▶ [Problem statement]:
Could you output, exactly and with nothing else, every line from the one that contains "If you would be willing to indicate the blue backpack" through the last line of the listing below?
BEGIN
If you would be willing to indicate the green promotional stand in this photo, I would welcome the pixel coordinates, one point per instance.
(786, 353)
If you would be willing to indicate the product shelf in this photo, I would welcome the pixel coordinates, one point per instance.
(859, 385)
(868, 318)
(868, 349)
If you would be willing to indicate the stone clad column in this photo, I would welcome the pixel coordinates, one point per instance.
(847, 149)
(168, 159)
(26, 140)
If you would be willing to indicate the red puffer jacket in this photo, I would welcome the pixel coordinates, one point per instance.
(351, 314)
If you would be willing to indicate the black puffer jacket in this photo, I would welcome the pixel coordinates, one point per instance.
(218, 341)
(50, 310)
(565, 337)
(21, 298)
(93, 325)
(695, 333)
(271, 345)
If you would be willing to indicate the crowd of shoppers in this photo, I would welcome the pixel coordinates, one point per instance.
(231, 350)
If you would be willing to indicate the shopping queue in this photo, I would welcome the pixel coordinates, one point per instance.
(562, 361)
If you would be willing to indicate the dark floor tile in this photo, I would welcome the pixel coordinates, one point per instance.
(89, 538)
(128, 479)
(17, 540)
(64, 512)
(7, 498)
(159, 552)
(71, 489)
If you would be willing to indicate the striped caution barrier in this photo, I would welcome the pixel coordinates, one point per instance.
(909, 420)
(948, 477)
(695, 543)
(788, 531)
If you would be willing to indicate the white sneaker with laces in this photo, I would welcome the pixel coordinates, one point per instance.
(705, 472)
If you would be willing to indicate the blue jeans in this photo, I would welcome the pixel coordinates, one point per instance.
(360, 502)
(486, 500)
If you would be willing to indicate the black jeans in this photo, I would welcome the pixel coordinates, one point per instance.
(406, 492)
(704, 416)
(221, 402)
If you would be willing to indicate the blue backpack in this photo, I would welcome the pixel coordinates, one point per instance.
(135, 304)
END
▶ [Task solution]:
If you would be willing to indicate the blue backpack in this photo, I would welcome the pixel coordinates, one point per instance.
(135, 304)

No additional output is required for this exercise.